§ Exercise instructions
Please convert the lines below into a Markdown table with two columns, No. for the row number and Line for the text, skipping any blank lines. Leave the pictures out of the table.

§ Data records
* * * * * * *
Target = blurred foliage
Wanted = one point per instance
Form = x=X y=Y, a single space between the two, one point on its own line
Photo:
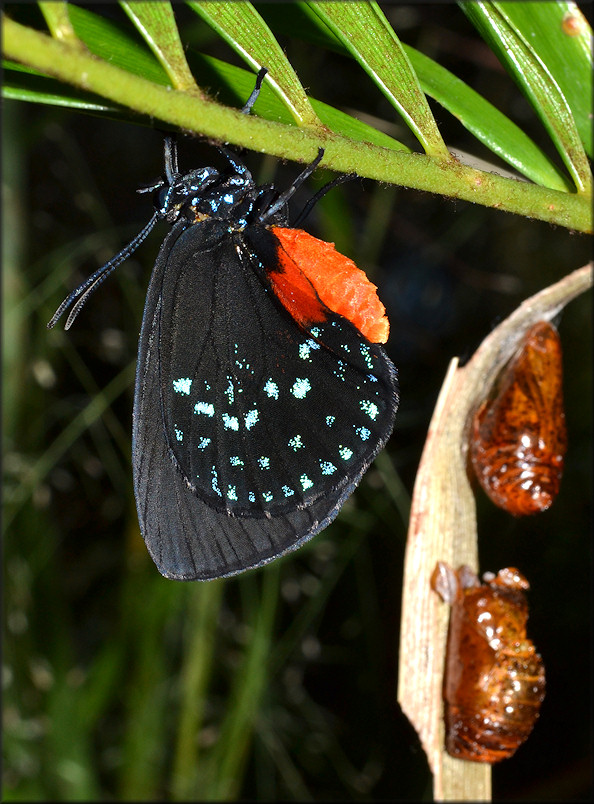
x=280 y=685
* * * * * * *
§ Exercise result
| No. | Line |
|---|---|
| 1 | Target = blurred foliage |
| 2 | Wanted = one point per instance |
| 3 | Form = x=X y=Y, a single space between the two, one point on its own line |
| 4 | Photo: |
| 5 | x=280 y=685 |